_HOW TO COMPLETE THIS TASK_
The data that follows is to be copied exactly, with each image removed.

——————————

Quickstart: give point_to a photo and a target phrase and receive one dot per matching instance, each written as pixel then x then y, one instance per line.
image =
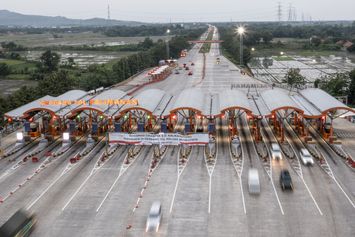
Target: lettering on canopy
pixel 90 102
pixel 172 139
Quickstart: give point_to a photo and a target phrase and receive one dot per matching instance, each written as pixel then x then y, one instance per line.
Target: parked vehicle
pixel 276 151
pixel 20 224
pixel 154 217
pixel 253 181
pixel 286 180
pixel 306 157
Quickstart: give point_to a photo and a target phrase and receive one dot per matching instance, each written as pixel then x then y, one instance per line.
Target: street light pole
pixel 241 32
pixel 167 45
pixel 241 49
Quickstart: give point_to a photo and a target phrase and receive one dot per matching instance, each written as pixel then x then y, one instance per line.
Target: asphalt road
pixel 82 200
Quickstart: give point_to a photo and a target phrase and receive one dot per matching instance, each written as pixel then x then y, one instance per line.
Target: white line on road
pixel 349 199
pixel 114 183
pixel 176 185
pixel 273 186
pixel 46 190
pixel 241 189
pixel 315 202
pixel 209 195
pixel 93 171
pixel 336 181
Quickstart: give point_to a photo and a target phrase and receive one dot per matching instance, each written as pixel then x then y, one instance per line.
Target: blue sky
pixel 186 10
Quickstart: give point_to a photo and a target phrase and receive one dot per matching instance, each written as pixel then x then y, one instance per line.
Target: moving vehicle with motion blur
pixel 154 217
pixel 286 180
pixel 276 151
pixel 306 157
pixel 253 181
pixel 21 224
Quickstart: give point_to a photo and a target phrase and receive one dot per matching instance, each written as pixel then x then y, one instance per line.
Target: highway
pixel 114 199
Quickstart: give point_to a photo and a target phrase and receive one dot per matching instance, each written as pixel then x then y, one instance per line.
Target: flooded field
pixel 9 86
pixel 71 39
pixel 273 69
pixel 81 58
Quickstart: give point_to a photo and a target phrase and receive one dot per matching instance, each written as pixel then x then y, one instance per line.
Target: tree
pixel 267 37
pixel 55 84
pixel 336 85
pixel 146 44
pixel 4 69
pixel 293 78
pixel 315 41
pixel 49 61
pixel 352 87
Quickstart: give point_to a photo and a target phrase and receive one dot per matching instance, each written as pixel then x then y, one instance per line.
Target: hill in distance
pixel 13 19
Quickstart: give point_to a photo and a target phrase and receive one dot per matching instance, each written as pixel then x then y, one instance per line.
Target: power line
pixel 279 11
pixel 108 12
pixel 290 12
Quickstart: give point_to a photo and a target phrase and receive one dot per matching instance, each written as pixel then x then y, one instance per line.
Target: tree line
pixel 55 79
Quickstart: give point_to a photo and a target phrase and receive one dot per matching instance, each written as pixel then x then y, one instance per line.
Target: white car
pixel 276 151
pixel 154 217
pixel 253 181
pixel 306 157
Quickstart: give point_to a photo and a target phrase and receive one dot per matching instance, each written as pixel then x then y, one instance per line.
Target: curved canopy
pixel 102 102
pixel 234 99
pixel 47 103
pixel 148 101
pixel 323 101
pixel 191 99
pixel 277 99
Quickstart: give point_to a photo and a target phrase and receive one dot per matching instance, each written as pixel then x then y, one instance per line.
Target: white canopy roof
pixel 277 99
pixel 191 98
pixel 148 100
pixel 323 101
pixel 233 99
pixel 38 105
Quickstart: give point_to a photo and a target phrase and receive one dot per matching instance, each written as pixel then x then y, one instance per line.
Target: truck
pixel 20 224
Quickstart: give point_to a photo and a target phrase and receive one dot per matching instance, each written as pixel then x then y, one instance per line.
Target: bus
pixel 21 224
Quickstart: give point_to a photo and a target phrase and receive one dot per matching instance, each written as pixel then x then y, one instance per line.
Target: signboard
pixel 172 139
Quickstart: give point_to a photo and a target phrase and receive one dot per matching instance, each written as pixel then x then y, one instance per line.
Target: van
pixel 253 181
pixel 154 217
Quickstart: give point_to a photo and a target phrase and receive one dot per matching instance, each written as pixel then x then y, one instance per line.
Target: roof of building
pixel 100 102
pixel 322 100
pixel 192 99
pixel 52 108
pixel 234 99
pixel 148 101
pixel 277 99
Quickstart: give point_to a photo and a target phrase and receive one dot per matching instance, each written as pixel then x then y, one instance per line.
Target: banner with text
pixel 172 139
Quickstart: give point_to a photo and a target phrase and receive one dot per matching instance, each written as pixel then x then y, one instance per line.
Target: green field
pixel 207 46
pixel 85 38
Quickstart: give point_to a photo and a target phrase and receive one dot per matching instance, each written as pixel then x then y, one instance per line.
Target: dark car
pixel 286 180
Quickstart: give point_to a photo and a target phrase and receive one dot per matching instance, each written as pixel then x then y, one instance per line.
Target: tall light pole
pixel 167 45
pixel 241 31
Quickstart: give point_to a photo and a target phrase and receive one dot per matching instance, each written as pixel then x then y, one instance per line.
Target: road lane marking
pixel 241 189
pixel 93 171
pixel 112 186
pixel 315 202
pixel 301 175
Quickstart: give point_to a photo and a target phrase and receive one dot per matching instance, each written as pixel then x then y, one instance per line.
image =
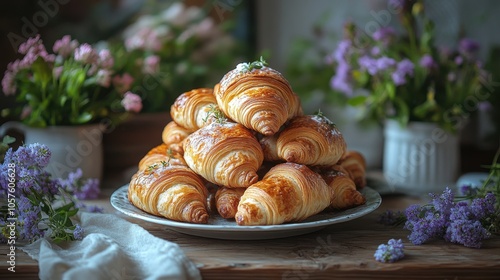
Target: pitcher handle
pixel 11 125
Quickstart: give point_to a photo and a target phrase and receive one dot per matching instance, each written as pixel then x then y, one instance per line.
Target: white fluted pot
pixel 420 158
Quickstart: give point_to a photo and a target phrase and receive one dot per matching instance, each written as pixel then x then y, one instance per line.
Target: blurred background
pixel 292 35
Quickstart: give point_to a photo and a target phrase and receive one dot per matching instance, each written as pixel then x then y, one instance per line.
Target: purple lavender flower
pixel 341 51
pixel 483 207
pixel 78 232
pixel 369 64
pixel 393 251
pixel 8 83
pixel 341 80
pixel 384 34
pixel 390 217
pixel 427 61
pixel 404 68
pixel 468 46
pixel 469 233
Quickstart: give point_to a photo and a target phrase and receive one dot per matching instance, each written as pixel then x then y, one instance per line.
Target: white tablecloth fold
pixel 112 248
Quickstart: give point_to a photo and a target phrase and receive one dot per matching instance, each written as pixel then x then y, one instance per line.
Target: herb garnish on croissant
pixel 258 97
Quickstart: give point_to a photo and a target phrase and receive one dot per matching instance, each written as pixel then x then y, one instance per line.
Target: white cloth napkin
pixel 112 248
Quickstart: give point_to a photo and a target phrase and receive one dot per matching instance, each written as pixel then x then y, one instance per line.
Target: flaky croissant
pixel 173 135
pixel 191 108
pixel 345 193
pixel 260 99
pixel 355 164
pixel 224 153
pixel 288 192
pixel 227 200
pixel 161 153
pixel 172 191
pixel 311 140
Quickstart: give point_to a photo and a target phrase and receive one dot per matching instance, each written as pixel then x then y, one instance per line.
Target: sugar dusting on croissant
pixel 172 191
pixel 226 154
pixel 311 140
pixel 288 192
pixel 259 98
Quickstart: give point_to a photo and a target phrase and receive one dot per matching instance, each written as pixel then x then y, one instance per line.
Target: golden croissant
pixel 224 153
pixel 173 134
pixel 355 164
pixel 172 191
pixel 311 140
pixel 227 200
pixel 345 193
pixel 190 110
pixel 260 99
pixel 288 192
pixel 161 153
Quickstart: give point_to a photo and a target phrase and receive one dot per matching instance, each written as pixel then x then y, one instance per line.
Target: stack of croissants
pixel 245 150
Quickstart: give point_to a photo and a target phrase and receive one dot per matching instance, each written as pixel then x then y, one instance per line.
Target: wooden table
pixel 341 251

——————————

_TASK OUTPUT_
Quickstart: give point_to a photo and a target phrase and receive one dot per matching instance, each written as pixel then x then y, one instance per line.
image =
Target: lettering on canopy
pixel 90 102
pixel 172 139
Quickstart: give point_to a photo and a target phrase and receive one dot per matching instance, each written as pixel then x then y, one instance per line.
Target: parked vehicle
pixel 276 151
pixel 20 224
pixel 154 217
pixel 253 181
pixel 286 180
pixel 306 157
Quickstart: give point_to a photo and a target phrase and receive one dot per matching instance, each written as pixel then x then y, one instance per line.
Target: street light pole
pixel 241 32
pixel 167 45
pixel 241 49
Quickstart: give point_to a photo and a target phrase and receive one dot per matching instance, each written as pixel then x then y, one instance per line.
Target: asphalt road
pixel 82 200
Quickstart: give point_to a photo and a target phrase and receive one dot per matching instance, each written as pixel then x then y, one instance per line.
Target: white line on road
pixel 349 199
pixel 114 183
pixel 176 185
pixel 273 186
pixel 46 190
pixel 241 189
pixel 315 202
pixel 209 195
pixel 93 171
pixel 336 181
Quickstart: give point_to a photo and a target phrase and receive one dot per matching instance, each written as pixel then x then y, one instance per line.
Target: blue sky
pixel 186 10
Quickstart: give point_to a photo and a target phrase and receive one dot per matching instance, each written as pixel then x then y, one instance per line.
Target: moving vehicle with motion blur
pixel 154 217
pixel 286 180
pixel 276 151
pixel 306 157
pixel 253 181
pixel 21 224
Quickstart: give point_to a photo and a target phrase and receive one dot per matching instance, each written as pixel then x then y, one instance per line.
Target: highway
pixel 114 199
Quickstart: give point_to a photo and a target phrase and receive one dot per matching instance, each written as pixel then x then y, one instance per line.
Target: flooded field
pixel 9 86
pixel 71 39
pixel 273 69
pixel 81 58
Quickstart: give point_to a photo and a target phrase and receive one dot per matching instance, each written as pixel then x then y, one instance per line.
Target: tree
pixel 267 37
pixel 55 84
pixel 336 85
pixel 146 44
pixel 4 69
pixel 293 78
pixel 315 41
pixel 49 61
pixel 352 87
Quickstart: give point_to a photo and a target phrase and receive one dot per matching instance, each written as pixel then x then y, one instance per line.
Target: hill in distance
pixel 13 19
Quickstart: give point_to a photo and a target phrase and receive one dot per matching instance, each written as pixel then x then y, one instance per line.
Target: power line
pixel 279 11
pixel 108 12
pixel 290 12
Quickstart: give point_to a photo and a target phrase and receive one dot per matching instance, each written as pixel then x then y, one instance per line.
Target: tree line
pixel 55 79
Quickstart: give point_to a photo and a target phrase and receive one dot per matching instance, each written as pixel then x then y, one instance per line.
Target: white car
pixel 276 151
pixel 154 217
pixel 253 181
pixel 306 157
Quickstart: give point_to a photo and a target phrase and receive one dot per matching instance, each written as pixel then x then y, one instance per line.
Target: curved canopy
pixel 102 102
pixel 234 99
pixel 47 103
pixel 148 101
pixel 323 101
pixel 191 99
pixel 277 99
Quickstart: give point_to a photo and a target phrase and receive one dot per matching instance, each written as pixel then x then y, one instance per line.
Target: white canopy roof
pixel 277 99
pixel 191 98
pixel 148 100
pixel 323 101
pixel 233 99
pixel 38 105
Quickstart: give point_to a photo and a target phrase and receive one dot per matching instance, each written as pixel then x then y, one instance per line.
Target: truck
pixel 20 224
Quickstart: give point_to a photo and a target phrase and receive one dot per matching instance, each written as pixel then x then y, one instance per line.
Target: bus
pixel 21 224
Quickstart: give point_to a photo and a target phrase and receive one dot per matching instance, each written as pixel then x then y, one instance per line.
Target: signboard
pixel 172 139
Quickstart: give point_to a photo and a target phrase and receive one dot per matching instance, each written as pixel then x then y, one instance per line.
Target: van
pixel 253 181
pixel 154 217
Quickstart: give point_to a photo and a target phrase and receive one dot per matching instance, each written as pixel then x then y, one instance per line.
Target: roof of building
pixel 100 102
pixel 322 100
pixel 192 99
pixel 52 108
pixel 234 99
pixel 148 101
pixel 277 99
Quickstart: give point_to a photo and a target phrase and receive one dot per matching instance, each written as pixel then x then y, one instance per line.
Target: banner with text
pixel 172 139
Quickstart: give point_to a photo and a target phrase and receive one dot per matching instance, each written as pixel then x then y, one instance per line.
Target: green field
pixel 207 46
pixel 85 38
Quickstart: give point_to a photo and a target phrase and receive one dot per matching instance, each written as pixel then x then y, one instance per line.
Target: dark car
pixel 286 180
Quickstart: give point_to a photo and a target phrase and receive one dot per matching instance, each written as pixel then x then y, one instance per line.
Target: tall light pole
pixel 167 45
pixel 241 31
Quickstart: give point_to a photo and a target phrase and receive one dot per matching instance, each written as pixel then x then y, one instance per line.
Target: road lane marking
pixel 241 189
pixel 93 171
pixel 112 186
pixel 315 202
pixel 301 175
Quickstart: give point_to a photo and a target phrase and receive one dot per matching instance, each written as pixel then x then y, one instance per line.
image =
Target: pitcher handle
pixel 11 125
Quickstart: give point_to a photo and a target phrase and receive one dot per matching instance, each written as pixel then x then y, one instance per line.
Target: white fluted pot
pixel 420 158
Quickstart: give point_to a photo and a target phrase and receive one dot per matching instance, each written as pixel then x then y, one instance per line.
Target: blurred background
pixel 292 35
Quickstart: give point_to a photo and a target phrase and receive one dot per matching instance, each written as pixel then x then y, one instance per line.
Target: purple lavender flower
pixel 341 51
pixel 483 207
pixel 78 232
pixel 369 64
pixel 393 251
pixel 8 83
pixel 341 80
pixel 384 34
pixel 390 217
pixel 427 61
pixel 404 68
pixel 468 46
pixel 469 233
Quickstart: give point_to a photo and a target phrase and receive one dot per matching instance, each written as pixel then x then y, one instance per line.
Target: white tablecloth fold
pixel 112 248
Quickstart: give point_to a photo and a target phrase and receive one dot per matching instance, each written as pixel then x then y, one instance per line.
Target: herb garnish on croissant
pixel 258 97
Quickstart: give point_to a photo and a target phrase and receive one dot per matching instance, each written as pixel then x then y, one instance per line.
Target: white cloth napkin
pixel 112 248
Quickstart: give point_to a photo and a target phrase and receive one dot per matching instance, each written as pixel then x then y, one instance per line.
Target: flaky croissant
pixel 173 135
pixel 191 108
pixel 345 193
pixel 260 99
pixel 355 164
pixel 224 153
pixel 288 192
pixel 227 200
pixel 161 153
pixel 172 191
pixel 311 140
Quickstart: give point_to a photo and a target phrase and receive one dot per matching instance, each written as pixel then x then y, one instance per line.
Target: sugar dusting on croissant
pixel 172 191
pixel 226 154
pixel 311 140
pixel 288 192
pixel 259 98
Quickstart: give point_to a photo and a target phrase and receive one dot per matching instance, each written as pixel then x then y, one instance per line.
Target: golden croissant
pixel 224 153
pixel 173 134
pixel 355 164
pixel 172 191
pixel 311 140
pixel 227 200
pixel 345 193
pixel 190 110
pixel 260 99
pixel 288 192
pixel 161 153
Quickstart: give point_to a photo and a target phrase and receive one dot per matching instance, each written as pixel then x then y, one instance per line.
Target: stack of croissants
pixel 245 150
Quickstart: give point_to a photo and a target phrase and receive one dot per matching instance, each written as pixel then x then y, one instance per line.
Target: wooden table
pixel 341 251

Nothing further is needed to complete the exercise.